_Task to complete_:
List each kind of work that the interview question beginning "Since retiring" names.

But that was when I broke my leg. I was wrestling Cyrus the Virus in Regina and two minutes into our 26-minute match, I snapped the crown of tibia right off and tore my anterior cruciate ligament right off. My knee was way over to the side and the pain was unbelievable.

Although I physically recovered from that, I never properly came back from it. I had to take a ton of painkillers just to get through the day and that’s when the alcoholism and drug addiction almost took over. I got into a car accident and was charged with a DUI (which I later beat) but my contract was cancelled and my wrestling career over. Right after that happened I checked myself in rehab and have never looked back since.

Why did you choose to settle in Ottawa following your wrestling career?

Because of my wife, Mariko. I met her when I played in Ottawa with the Rough Riders and we’ve been married 19 years now and together for 24. She’s been an incredible rock to stick with me through everything.

Since retiring you’ve worked as a personal trainer, at a car dealership, done radio work and even acted in a play. Were those all things you wanted to do, or was it more a result of circumstance?

Definitely a result of circumstance. Not only did I have no clue about what I wanted to do, I didn’t even know what I’d be good at. I would say I had an aptitude to sell, which is why I was successful at the car dealership and was quickly promoted to manager, but most of the time I just fell into things. People would contact me and ask if I wanted to try something and more often than not I’d say: ‘Yeah, that sounds good, let’s try it.’

When you were 44 years old, you became an MMA fighter, making you one of the few people in the world to compete in three sports at a professional level. What’s next?

_The data_:
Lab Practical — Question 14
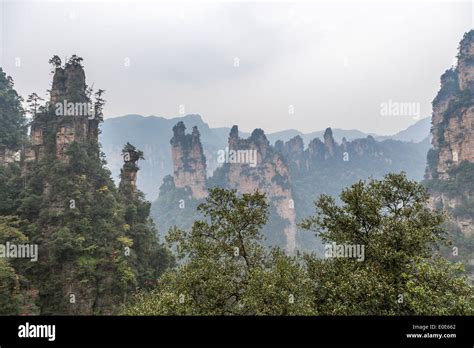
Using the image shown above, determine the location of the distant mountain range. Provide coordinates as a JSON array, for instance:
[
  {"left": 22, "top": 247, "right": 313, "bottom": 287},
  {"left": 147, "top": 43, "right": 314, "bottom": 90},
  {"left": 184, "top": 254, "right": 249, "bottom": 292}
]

_Result_:
- Personal trainer
- Work at a car dealership
- Radio work
- Acting in a play